AIM OF THE EXERCISE: Copy out every line of the rows below that contains the string "target".

RECORDS TO PROCESS:
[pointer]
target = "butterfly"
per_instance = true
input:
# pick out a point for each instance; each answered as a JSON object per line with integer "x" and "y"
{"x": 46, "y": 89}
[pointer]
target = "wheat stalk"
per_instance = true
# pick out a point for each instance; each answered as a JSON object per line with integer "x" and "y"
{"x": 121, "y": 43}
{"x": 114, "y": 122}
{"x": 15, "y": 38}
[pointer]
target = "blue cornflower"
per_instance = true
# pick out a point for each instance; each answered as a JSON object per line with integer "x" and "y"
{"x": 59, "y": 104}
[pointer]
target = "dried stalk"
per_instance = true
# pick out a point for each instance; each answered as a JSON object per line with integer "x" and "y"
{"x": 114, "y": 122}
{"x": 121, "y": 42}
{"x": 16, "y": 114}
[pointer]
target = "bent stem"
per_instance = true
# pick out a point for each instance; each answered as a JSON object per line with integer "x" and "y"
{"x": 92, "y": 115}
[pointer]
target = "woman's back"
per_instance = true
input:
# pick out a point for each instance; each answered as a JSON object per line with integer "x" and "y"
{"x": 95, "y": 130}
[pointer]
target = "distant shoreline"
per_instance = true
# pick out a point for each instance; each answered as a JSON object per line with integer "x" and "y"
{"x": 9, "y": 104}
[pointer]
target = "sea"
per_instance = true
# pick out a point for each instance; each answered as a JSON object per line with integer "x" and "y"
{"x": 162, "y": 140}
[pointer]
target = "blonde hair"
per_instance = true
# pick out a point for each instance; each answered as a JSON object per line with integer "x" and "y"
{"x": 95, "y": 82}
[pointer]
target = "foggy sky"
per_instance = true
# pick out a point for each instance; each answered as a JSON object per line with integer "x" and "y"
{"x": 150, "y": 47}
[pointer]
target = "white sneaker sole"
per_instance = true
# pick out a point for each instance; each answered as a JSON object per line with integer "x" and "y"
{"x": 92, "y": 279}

EXERCISE ANSWER:
target = "butterfly"
target = "wheat stalk"
target = "blue cornflower"
target = "dried stalk"
target = "bent stem"
target = "woman's back"
target = "distant shoreline"
target = "sea"
target = "blonde hair"
target = "foggy sky"
target = "white sneaker sole"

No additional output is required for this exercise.